**Listed records**
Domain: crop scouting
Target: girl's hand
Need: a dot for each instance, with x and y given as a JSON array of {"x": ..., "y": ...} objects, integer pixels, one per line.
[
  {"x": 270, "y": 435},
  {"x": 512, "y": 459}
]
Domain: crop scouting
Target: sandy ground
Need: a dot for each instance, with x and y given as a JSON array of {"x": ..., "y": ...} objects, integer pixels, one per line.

**Exercise details**
Extract the full listing above without alteration.

**Completed exercise**
Domain: crop scouting
Target: girl's hand
Need: a dot for each instance, with x and y given as a JSON array of {"x": ..., "y": ...} objects, integer pixels, one per line.
[
  {"x": 270, "y": 435},
  {"x": 512, "y": 459}
]
Domain: crop scouting
Target: sandy ground
Need: a dot for each instance, with x and y given as a JSON array of {"x": ..., "y": ...} objects, integer pixels, one per line.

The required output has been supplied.